--- start of Data shown ---

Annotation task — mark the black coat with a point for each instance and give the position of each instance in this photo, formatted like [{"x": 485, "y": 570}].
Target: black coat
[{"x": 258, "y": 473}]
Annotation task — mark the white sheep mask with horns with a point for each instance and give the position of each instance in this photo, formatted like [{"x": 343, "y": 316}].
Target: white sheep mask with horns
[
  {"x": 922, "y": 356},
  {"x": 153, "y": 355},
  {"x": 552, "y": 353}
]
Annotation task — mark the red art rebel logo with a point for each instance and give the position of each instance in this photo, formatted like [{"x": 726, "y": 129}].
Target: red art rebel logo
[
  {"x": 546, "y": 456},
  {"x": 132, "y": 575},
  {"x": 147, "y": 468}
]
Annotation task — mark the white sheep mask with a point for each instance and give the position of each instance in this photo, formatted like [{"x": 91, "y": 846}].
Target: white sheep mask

--- end of Data shown ---

Exercise description: Reproduce all of the lines above verbatim, without changing a single character.

Output for this exercise:
Annotation task — mark the black coat with a point for each instance and give the position of each instance in this photo, formatted like [{"x": 485, "y": 570}].
Target: black coat
[{"x": 258, "y": 473}]
Annotation task — mark the white sheep mask with horns with a point for each instance and give the position of each instance in this photo, formatted like [{"x": 343, "y": 316}].
Target: white sheep mask with horns
[
  {"x": 922, "y": 356},
  {"x": 153, "y": 355},
  {"x": 552, "y": 353}
]
Annotation task — mark the red art rebel logo with a point for each instance and give the position of each instance in this photo, formatted like [{"x": 726, "y": 129}].
Target: red art rebel logo
[
  {"x": 546, "y": 456},
  {"x": 132, "y": 575},
  {"x": 147, "y": 468}
]
Annotation task — mark the white sheep mask with a point for each instance and give the position of each instance in this photo, formatted like [{"x": 91, "y": 846}].
Target: white sheep mask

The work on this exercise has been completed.